# START OF TEXT EXTRACT

# Japanese Myths



## ArronHunt (Sep 25, 2007)

Hello, I am currently writing a book entitled "Wings" which takes place in now days Tokyo, Japan. I need some well-known Japanese Myths to incorporate into my story. And help will be gratefully accepted.

Thanks ahead of time


----------



## lisajane (Sep 25, 2007)

Google 'Japanese mythology'


----------



## Kinniku Mantaro (Sep 28, 2007)

Japanese mythology - Wikipedia, the free encyclopedia - however bear in mind that it is Wikipedia, so you may want to double-check the validity, especially if you're aiming for publishment.


----------



## ClancyBoy (Oct 9, 2007)

Be sure you don't make the mistake of transplanting elements of Japanese mythology into an otherwise Western worldview.  Japanese cosmology is pretty radically different.  I'd study up on Shinto as well.

One major difference that a lot of people don't catch on to when writing fiction is that Kami and Gods are nowhere near the same thing.  Kami are very localized kinds of spirits that are very limited in power and scope.  Also they never ever interfere with the affairs of humans.  You only find them if you stumble on them alone or go looking for them.
They're kind of like Western ghosts, in that they're restricted to whatever tree, rock, mountain, or shrine they inhabit.  If you have a Japanese monster or god from a mountain in Hokkaido showing up in Tokyo then that's a mistake.

# END OF TEXT EXTRACT
# START OF RECORDS SUPPLIED

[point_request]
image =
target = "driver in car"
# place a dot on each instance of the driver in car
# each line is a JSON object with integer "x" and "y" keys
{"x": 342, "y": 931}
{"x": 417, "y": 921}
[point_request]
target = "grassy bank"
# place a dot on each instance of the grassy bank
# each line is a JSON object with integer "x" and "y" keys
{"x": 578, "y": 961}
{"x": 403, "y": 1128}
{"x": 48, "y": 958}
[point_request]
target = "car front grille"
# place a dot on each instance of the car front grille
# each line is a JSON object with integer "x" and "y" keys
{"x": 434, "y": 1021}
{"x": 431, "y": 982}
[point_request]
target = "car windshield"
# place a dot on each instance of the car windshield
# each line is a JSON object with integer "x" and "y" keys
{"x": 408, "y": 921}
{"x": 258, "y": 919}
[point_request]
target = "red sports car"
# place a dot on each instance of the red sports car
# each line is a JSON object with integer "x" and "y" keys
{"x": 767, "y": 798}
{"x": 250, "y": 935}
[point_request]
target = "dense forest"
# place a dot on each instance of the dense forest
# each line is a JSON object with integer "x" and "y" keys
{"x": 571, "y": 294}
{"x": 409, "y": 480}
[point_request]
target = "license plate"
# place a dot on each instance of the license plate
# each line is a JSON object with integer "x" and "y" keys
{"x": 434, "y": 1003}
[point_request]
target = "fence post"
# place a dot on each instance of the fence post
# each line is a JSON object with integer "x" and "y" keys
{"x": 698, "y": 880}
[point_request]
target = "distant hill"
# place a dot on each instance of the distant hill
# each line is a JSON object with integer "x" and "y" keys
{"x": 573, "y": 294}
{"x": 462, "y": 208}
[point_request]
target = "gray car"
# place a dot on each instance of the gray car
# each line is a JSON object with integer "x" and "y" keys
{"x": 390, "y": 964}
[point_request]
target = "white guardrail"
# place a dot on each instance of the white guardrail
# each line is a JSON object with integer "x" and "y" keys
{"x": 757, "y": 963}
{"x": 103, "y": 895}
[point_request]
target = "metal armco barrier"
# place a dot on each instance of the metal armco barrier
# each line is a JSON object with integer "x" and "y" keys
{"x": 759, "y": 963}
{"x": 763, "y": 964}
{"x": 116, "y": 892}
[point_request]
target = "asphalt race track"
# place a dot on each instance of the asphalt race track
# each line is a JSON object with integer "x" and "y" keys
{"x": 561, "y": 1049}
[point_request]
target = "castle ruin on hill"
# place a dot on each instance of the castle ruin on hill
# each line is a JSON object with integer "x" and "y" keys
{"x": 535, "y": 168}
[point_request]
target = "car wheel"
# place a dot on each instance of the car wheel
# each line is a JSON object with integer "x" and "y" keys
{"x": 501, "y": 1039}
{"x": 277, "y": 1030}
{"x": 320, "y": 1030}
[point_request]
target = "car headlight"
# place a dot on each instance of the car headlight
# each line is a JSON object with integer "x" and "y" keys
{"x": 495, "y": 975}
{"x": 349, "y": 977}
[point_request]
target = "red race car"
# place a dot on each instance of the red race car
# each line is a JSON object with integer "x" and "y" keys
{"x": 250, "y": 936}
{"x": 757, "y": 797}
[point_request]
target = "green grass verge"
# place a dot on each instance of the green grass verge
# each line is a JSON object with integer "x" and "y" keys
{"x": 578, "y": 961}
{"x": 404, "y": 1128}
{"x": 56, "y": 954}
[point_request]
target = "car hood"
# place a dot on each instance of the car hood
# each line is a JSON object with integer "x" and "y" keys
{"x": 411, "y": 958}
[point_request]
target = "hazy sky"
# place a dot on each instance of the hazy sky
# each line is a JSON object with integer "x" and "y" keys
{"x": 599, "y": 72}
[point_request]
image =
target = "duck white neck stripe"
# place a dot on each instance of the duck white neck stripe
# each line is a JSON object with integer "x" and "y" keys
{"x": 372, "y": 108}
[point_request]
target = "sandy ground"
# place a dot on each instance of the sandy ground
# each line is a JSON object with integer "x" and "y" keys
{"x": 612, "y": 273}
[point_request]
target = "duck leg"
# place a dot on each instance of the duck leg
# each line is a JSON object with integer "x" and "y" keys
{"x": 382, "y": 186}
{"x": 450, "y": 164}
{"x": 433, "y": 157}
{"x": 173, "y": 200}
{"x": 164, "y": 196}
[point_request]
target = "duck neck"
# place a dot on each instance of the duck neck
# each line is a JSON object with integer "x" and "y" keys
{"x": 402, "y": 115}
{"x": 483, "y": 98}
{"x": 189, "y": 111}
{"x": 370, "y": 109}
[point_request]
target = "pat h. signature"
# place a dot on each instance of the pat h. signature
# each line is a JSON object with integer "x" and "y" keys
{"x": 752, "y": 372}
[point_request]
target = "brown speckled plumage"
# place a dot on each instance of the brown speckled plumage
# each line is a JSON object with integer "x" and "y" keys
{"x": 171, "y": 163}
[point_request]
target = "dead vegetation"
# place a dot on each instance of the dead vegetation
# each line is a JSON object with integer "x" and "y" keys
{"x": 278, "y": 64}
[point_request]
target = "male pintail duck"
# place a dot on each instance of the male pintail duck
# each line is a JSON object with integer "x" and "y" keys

# END OF RECORDS SUPPLIED

YOUR GOAL: How would you put this sentence from the forum thread on Japanese myths into Spanish: "Kami are very localized kinds of spirits that are very limited in power and scope."?

ANSWER FOR THE TASK: Los kami son tipos de espíritus muy localizados, con un poder y un alcance muy limitados.